[Region pointing data]
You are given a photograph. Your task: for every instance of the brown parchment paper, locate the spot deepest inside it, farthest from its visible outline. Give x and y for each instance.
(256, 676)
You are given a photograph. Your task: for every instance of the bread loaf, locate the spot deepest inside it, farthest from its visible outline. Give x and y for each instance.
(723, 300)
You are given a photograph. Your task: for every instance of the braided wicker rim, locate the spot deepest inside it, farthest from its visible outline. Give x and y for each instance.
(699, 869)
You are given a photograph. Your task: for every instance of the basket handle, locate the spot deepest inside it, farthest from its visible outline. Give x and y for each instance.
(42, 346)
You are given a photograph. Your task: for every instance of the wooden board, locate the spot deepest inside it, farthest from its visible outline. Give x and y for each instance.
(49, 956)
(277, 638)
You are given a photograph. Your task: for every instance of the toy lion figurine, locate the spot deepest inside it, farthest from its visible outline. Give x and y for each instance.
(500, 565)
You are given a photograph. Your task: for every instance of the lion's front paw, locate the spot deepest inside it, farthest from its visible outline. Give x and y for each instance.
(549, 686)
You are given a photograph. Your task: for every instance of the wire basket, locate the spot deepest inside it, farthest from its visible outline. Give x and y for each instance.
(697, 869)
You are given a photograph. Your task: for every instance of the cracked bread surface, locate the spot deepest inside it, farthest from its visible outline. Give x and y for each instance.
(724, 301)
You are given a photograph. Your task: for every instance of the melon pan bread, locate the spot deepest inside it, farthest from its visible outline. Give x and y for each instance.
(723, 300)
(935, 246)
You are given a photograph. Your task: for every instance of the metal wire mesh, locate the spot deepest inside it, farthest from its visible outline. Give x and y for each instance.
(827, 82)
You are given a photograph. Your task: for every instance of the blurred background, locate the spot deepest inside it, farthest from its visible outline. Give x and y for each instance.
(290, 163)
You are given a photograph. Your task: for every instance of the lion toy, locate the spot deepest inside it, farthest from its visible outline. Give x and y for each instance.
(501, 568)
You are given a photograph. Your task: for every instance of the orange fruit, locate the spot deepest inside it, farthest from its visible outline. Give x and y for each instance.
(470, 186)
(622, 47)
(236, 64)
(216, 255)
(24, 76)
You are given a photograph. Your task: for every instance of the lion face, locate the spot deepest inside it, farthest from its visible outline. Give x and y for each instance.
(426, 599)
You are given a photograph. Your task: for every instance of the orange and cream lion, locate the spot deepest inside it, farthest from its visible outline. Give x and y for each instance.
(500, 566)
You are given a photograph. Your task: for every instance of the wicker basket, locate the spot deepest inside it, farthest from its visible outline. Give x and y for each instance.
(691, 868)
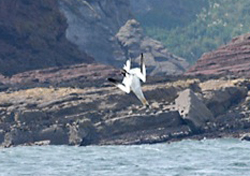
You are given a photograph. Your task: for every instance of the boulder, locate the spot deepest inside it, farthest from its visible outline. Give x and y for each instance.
(193, 110)
(17, 136)
(55, 134)
(82, 132)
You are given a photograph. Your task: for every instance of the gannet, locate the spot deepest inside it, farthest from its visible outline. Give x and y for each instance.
(131, 80)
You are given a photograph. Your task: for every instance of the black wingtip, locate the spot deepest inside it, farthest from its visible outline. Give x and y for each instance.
(112, 80)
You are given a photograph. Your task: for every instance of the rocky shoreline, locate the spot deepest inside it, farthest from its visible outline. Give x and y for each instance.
(181, 108)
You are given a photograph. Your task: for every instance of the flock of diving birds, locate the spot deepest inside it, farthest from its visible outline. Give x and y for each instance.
(132, 78)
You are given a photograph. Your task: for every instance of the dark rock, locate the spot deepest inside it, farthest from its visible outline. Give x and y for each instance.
(1, 136)
(28, 43)
(55, 134)
(29, 116)
(132, 123)
(82, 133)
(220, 100)
(245, 137)
(93, 24)
(229, 59)
(193, 110)
(17, 136)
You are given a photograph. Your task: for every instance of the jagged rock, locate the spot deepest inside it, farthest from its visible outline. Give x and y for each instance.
(82, 133)
(80, 75)
(1, 136)
(229, 59)
(17, 136)
(92, 26)
(45, 142)
(245, 137)
(28, 43)
(55, 134)
(193, 110)
(29, 116)
(157, 58)
(132, 123)
(220, 100)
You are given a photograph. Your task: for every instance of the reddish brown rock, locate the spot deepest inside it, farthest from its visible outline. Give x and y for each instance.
(80, 75)
(230, 59)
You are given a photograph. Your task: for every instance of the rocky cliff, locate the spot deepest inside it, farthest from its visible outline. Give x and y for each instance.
(32, 36)
(230, 59)
(104, 30)
(90, 113)
(157, 58)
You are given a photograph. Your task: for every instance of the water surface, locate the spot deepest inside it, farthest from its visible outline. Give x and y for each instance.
(217, 157)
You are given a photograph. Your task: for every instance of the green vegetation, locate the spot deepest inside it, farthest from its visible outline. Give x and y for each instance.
(196, 31)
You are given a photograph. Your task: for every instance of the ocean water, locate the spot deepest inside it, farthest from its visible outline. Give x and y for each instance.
(216, 157)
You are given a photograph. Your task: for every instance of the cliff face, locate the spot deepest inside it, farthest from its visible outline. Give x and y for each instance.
(32, 35)
(93, 25)
(105, 30)
(230, 59)
(158, 60)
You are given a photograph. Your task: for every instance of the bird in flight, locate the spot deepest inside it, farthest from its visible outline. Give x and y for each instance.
(132, 80)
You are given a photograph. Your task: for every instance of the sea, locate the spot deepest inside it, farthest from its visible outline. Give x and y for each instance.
(208, 157)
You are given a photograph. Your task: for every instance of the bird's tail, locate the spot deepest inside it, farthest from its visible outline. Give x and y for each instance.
(145, 102)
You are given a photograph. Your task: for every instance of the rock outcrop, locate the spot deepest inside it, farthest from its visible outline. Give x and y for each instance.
(92, 26)
(103, 114)
(193, 110)
(230, 59)
(33, 36)
(157, 58)
(105, 30)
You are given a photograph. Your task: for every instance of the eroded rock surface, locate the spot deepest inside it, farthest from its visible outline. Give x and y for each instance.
(157, 58)
(229, 59)
(105, 115)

Task: Since the pictures are not wanted, write out the rest of the data exactly as it reads.

Solution to this task:
You are given a photograph. Your task: for every instance of the brown parchment paper, locate the spot deepest inside it, farthest from its visible outline. Give x and y for each instance.
(256, 676)
You are given a photograph. Your task: for every instance of the bread loaf, locate the spot deepest inside it, farthest from its visible outline. Give x and y for each instance.
(723, 300)
You are given a photograph. Your task: for every instance of the braided wicker rim, locate the spot deepest inside it, farthest from its visible outline. Give x and y for each instance.
(699, 869)
You are given a photograph. Your task: for every instance of the basket handle, locate the spot deepest inside it, farthest from its visible outline. Give x and y for each instance.
(42, 346)
You are given a photograph. Your task: for every instance of the wooden board, locate the spot deepest inside it, farthest from its visible outline. Give x and y for each instance.
(49, 956)
(277, 638)
You are given a photograph. Your task: for every instance of the toy lion figurine, locate the spot deepest inside it, farthest from its visible outline. Give x and y for each instance.
(500, 565)
You are given a photograph. Your task: for every instance of the lion's front paw, locate the spot deepest inside it, farthest from its visible outline. Give x and y for each instance.
(549, 686)
You are given a photograph. Your task: for every instance of the wire basket, locate the spot deepest inside it, farthest from its visible outline. Give x and y for each instance.
(697, 869)
You are given a photograph. Your task: for every instance of the cracked bread surface, locate the spot deepest inside it, farthest from its visible outline. Give x and y for each instance.
(724, 301)
You are given a photograph. Your task: for every instance of the melon pan bread, locate the spot deepest inside it, farthest from its visible outline. Give x and y for each instance.
(723, 300)
(935, 246)
You are given a photograph. Your task: for every instance of the metal wire mesh, locate the spot deepest inside it, farthest from its visible outline. Give x and y for each instance.
(827, 82)
You are given a photograph. Your task: for every instance of the blurred background, locate the spot deepest inside it, farthest from its visible outline. Give x and y for each instance.
(290, 163)
You are given a photograph. Your task: for every instance of the lion toy, locate the spot deepest inside it, farthest from its visible outline. Give x and y for each instance.
(501, 568)
You are given a photograph. Your task: for every instance of the orange fruit, locate the spot deepest inside it, farthest from its visible outline. Give x and y for each instance.
(470, 186)
(622, 47)
(236, 64)
(216, 255)
(24, 76)
You are given a photograph. Your task: for every instance of the lion face, locate the spot deepest inside it, farthest from its visible outline. Give x and y for each instance.
(426, 599)
You are given a photograph. Your task: for every instance of the orange and cream lion, locate the spot deepest inside it, farthest from its visible outline. Give x and y for each instance.
(500, 566)
You are given a photograph. Your task: for every instance of the wicker basket, locate the spot deepest inside it, farthest from its visible outline. Give x and y for each instance.
(691, 868)
You are given a photograph. Your task: for every instance of the boulder, locate the spot deepest inside it, farthest from its visible outline. Give x and y for each instance.
(193, 110)
(17, 136)
(55, 134)
(82, 132)
You are given a photograph. Your task: for every instance of the gannet, locate the spot deepest inside it, farthest from its visible outline. Give x and y for each instance.
(131, 80)
You are given a photograph. Your task: for every instance of the black wingtip, locate the spot deepest inside it, farthest from its visible outline. Give x and y for each instance.
(112, 80)
You are given a photograph. Your task: for every instance of the rocky shoreline, locate the spot deepest inside it, farthest from its visible outline. Give x and y for each instance.
(181, 108)
You are given a photograph. Your task: for every instance of the flock of diving birds, locate the spot deepest inside it, farthest from its visible outline. Give x and y for each instance.
(132, 78)
You are given a photograph. Your task: for every instance of the dark rock, locate the spot deepest inside it, farthest from its visible outline. Give x and y for each instance.
(1, 136)
(28, 43)
(55, 134)
(29, 116)
(132, 123)
(82, 133)
(220, 100)
(245, 137)
(93, 24)
(229, 59)
(193, 110)
(17, 136)
You are given a photograph. Your task: for every instance of the jagged rock, locate the spot deepest inside it, farthest from its visible outline. Give x and y for each instance.
(82, 133)
(80, 75)
(1, 136)
(229, 59)
(17, 136)
(92, 26)
(45, 142)
(245, 137)
(28, 43)
(55, 134)
(193, 110)
(29, 116)
(157, 58)
(132, 123)
(220, 100)
You are given a photograph. Your task: for every instance of the reddish brown rock, locate the spot deepest inside it, farthest from its visible outline. Give x and y for each instance.
(80, 75)
(230, 59)
You are given a photograph. Your task: for every instance of the rocky cliff, locate the spot deepest inside it, farthest from its visible outline. Give x and y for each instance.
(32, 36)
(230, 59)
(104, 30)
(90, 113)
(157, 58)
You are given a photograph. Your task: for every instance of the water surface, locate the spot deepest inside it, farthest from its visible outline. Give x and y for each instance.
(217, 157)
You are given a photograph. Your task: for every instance of the green vegetation, locate the spot deepest inside it, farthest from its visible outline. Give x and y for each instance.
(196, 31)
You are given a photograph. Your task: for every instance of the ocean water, locate the spot deepest inside it, farthest from its visible outline. Give x and y for each instance.
(216, 157)
You are given a photograph. Your task: for every instance of the cliff face, locate the spot deepest inside it, farthest from its visible outline. Give x and y for each instance.
(32, 35)
(93, 25)
(105, 30)
(230, 59)
(158, 60)
You are given a photograph. Your task: for every instance of the bird in flight, locate the spot deepest inside it, farthest from its visible outline. Give x and y for each instance.
(132, 80)
You are given a photograph. Your task: for every instance of the sea, locate the spot deepest inside it, farthest from its visible outline. Give x and y for each instance.
(208, 157)
You are given a photograph. Your task: for every instance of the bird's tail, locate the spot deepest inside it, farthest from its visible outline. Give x and y for each instance.
(145, 102)
You are given a photograph. Your task: for every instance of the rock outcrop, locate the spot deepest inside it, farthest from its visible outline. Give x and y for each instance.
(92, 26)
(103, 114)
(193, 110)
(230, 59)
(33, 36)
(157, 58)
(105, 30)
You are given a photograph. Your task: for every instance of the eroded rock surface, locate the spot deepest inside it, farthest from its visible outline. Give x and y for each instance.
(157, 58)
(229, 59)
(105, 115)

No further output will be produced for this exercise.